WORK ITEM. Restate the data below word for word, omitting pictures.

RECORDS FOR THE EXERCISE.
◆ ◆ ◆ ◆
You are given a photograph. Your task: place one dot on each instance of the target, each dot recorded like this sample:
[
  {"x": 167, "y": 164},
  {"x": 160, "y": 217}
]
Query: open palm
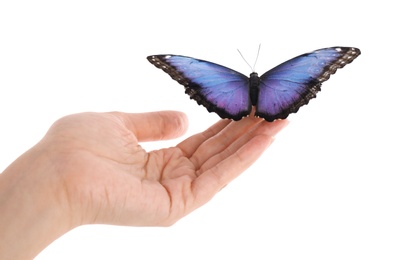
[{"x": 107, "y": 177}]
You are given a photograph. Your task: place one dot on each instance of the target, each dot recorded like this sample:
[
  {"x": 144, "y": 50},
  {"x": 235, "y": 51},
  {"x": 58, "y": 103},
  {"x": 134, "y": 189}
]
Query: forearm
[{"x": 32, "y": 214}]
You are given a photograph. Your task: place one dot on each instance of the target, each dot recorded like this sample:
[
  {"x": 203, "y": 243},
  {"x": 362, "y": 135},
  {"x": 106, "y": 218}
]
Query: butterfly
[{"x": 276, "y": 94}]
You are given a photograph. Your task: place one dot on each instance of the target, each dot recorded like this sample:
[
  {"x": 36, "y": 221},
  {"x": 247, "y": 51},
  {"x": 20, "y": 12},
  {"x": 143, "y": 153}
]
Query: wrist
[{"x": 33, "y": 209}]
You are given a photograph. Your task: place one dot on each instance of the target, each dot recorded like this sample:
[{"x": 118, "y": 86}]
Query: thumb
[{"x": 160, "y": 125}]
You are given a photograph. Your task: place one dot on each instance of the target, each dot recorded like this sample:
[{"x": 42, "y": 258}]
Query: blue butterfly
[{"x": 277, "y": 93}]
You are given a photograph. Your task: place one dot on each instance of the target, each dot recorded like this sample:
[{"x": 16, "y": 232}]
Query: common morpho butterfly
[{"x": 277, "y": 93}]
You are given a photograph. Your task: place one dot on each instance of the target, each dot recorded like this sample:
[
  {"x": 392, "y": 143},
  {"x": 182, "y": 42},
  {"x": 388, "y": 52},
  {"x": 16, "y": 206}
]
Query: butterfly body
[{"x": 277, "y": 93}]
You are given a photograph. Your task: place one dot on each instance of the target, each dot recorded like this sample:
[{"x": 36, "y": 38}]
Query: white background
[{"x": 325, "y": 188}]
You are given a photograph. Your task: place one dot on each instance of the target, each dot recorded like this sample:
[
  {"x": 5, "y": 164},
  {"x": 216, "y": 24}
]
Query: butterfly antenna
[
  {"x": 257, "y": 56},
  {"x": 245, "y": 60}
]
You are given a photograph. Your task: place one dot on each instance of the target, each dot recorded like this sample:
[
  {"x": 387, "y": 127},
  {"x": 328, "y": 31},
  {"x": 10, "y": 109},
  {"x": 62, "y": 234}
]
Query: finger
[
  {"x": 190, "y": 145},
  {"x": 160, "y": 125},
  {"x": 222, "y": 140},
  {"x": 262, "y": 129},
  {"x": 213, "y": 180}
]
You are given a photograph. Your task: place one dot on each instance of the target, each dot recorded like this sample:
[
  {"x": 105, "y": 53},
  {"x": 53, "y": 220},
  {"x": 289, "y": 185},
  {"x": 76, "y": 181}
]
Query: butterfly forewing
[
  {"x": 290, "y": 85},
  {"x": 277, "y": 93},
  {"x": 220, "y": 89}
]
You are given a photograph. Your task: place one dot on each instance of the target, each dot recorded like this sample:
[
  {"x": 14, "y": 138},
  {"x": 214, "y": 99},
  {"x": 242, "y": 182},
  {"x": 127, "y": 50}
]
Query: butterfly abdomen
[{"x": 254, "y": 90}]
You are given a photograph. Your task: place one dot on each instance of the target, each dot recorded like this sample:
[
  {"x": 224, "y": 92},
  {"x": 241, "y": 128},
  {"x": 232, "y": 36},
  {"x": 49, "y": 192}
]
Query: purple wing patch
[{"x": 277, "y": 93}]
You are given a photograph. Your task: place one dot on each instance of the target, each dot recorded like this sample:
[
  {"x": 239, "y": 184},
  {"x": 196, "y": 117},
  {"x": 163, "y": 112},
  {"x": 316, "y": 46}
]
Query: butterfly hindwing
[
  {"x": 290, "y": 85},
  {"x": 219, "y": 89},
  {"x": 277, "y": 93}
]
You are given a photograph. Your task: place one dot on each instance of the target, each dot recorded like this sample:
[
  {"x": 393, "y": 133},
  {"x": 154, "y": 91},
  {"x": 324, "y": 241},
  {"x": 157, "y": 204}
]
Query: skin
[{"x": 89, "y": 168}]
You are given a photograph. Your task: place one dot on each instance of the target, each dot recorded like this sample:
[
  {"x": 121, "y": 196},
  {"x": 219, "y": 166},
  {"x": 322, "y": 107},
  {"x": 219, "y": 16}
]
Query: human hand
[{"x": 89, "y": 168}]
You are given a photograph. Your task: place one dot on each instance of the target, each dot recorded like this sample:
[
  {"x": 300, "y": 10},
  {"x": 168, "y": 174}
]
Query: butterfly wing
[
  {"x": 290, "y": 85},
  {"x": 219, "y": 89}
]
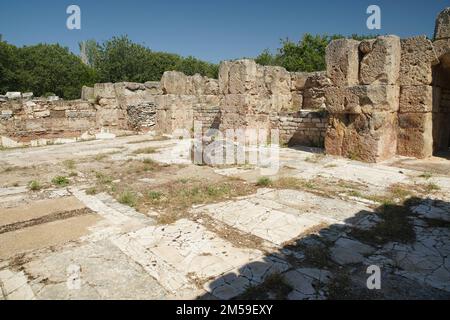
◆ ◆ ◆ ◆
WRITTEN REPLY.
You are given a photograph. Your task: place one dot on each instance of the target, each dot recorded like this sample:
[
  {"x": 167, "y": 164},
  {"x": 160, "y": 217}
]
Query: open palm
[{"x": 107, "y": 177}]
You are given a photograph. Your task: place one dot on each instance of the target, each dot recorded like this sample:
[
  {"x": 144, "y": 50},
  {"x": 235, "y": 51},
  {"x": 58, "y": 103},
  {"x": 134, "y": 189}
]
Query: forearm
[{"x": 32, "y": 214}]
You are given a photograph. Your task: place one dot on each instance of the target, each dot recorded like this sample:
[
  {"x": 203, "y": 243},
  {"x": 362, "y": 135},
  {"x": 106, "y": 218}
]
Query: butterfly
[{"x": 276, "y": 94}]
You are given a photograph. Your task: place one dot on each instance of the target, each dot recorded like this sample:
[
  {"x": 36, "y": 221},
  {"x": 247, "y": 51},
  {"x": 20, "y": 12},
  {"x": 143, "y": 153}
]
Query: wrist
[{"x": 33, "y": 209}]
You are given a photograph. Your task: place one dot on each instance of the target, each dot recorded like this sample:
[{"x": 118, "y": 86}]
Query: thumb
[{"x": 160, "y": 125}]
You are given a photograph. Your task: place one dot on each instance of the target, each dot recorded like this sample:
[{"x": 42, "y": 258}]
Query: blue butterfly
[{"x": 277, "y": 93}]
You are given a photograph. Your task: place one dot on each instance of the target, each dot recorded like this sample:
[{"x": 16, "y": 232}]
Query: common morpho butterfly
[{"x": 277, "y": 93}]
You are given a photograph. Your task: place one dot on each instance of the target, each dot recorded like this sample:
[
  {"x": 392, "y": 143},
  {"x": 182, "y": 42},
  {"x": 388, "y": 52},
  {"x": 16, "y": 206}
]
Query: butterfly body
[{"x": 277, "y": 93}]
You are given a photograph. Your task: place one dot on each instance of the target, each dot recorded like this sample:
[{"x": 36, "y": 38}]
Query: white background
[{"x": 325, "y": 188}]
You are given a photograph. Your task: place one dot on each instance of the target, each dot recorded like this sample:
[
  {"x": 5, "y": 164},
  {"x": 216, "y": 24}
]
Query: butterfly antenna
[
  {"x": 257, "y": 56},
  {"x": 245, "y": 60}
]
You are given a photograph. Your task: place one dot on each instance of the target, each dot recorded like this sample:
[
  {"x": 387, "y": 127},
  {"x": 328, "y": 31},
  {"x": 10, "y": 109},
  {"x": 62, "y": 234}
]
Query: finger
[
  {"x": 190, "y": 145},
  {"x": 160, "y": 125},
  {"x": 222, "y": 140},
  {"x": 262, "y": 129},
  {"x": 213, "y": 180}
]
You are given a photograph. Your task: place one dot on each instance of the target, each dot recorded like this sample:
[
  {"x": 105, "y": 53},
  {"x": 53, "y": 220},
  {"x": 289, "y": 185},
  {"x": 76, "y": 181}
]
Query: butterfly forewing
[
  {"x": 290, "y": 85},
  {"x": 277, "y": 93},
  {"x": 220, "y": 89}
]
You are given a photograph. Your task: place one dot on each instance of the target, each dot recorded like this sample:
[
  {"x": 14, "y": 138},
  {"x": 214, "y": 99},
  {"x": 242, "y": 182},
  {"x": 127, "y": 50}
]
Query: butterfly abdomen
[{"x": 254, "y": 90}]
You are given a photograph. Your task: place one dot on each instance of the target, each dot recorded like this sample:
[
  {"x": 224, "y": 92},
  {"x": 241, "y": 128},
  {"x": 232, "y": 36},
  {"x": 49, "y": 192}
]
Query: purple wing patch
[{"x": 277, "y": 93}]
You are given a photograph. Your task: place one dot on each instance of the target, each dot recorded like this sample:
[
  {"x": 239, "y": 184},
  {"x": 196, "y": 117},
  {"x": 163, "y": 112},
  {"x": 316, "y": 46}
]
Query: butterfly hindwing
[
  {"x": 290, "y": 85},
  {"x": 219, "y": 89},
  {"x": 277, "y": 93}
]
You are given a photograph. Your task: place one dot on each instance of the target, each dot recorded like this sample:
[
  {"x": 393, "y": 133},
  {"x": 154, "y": 91},
  {"x": 324, "y": 241},
  {"x": 157, "y": 204}
]
Query: skin
[{"x": 89, "y": 168}]
You are given a photograph. Your task: place one dot on each instance of the target, each dot recorded like this sample:
[
  {"x": 121, "y": 196},
  {"x": 219, "y": 166},
  {"x": 322, "y": 107},
  {"x": 219, "y": 16}
]
Query: human hand
[{"x": 89, "y": 168}]
You are given a photograph. Your task: place one dot on each instance of the target, each dot recorded like this sample:
[
  {"x": 300, "y": 10},
  {"x": 168, "y": 174}
]
Query: butterfly wing
[
  {"x": 290, "y": 85},
  {"x": 219, "y": 89}
]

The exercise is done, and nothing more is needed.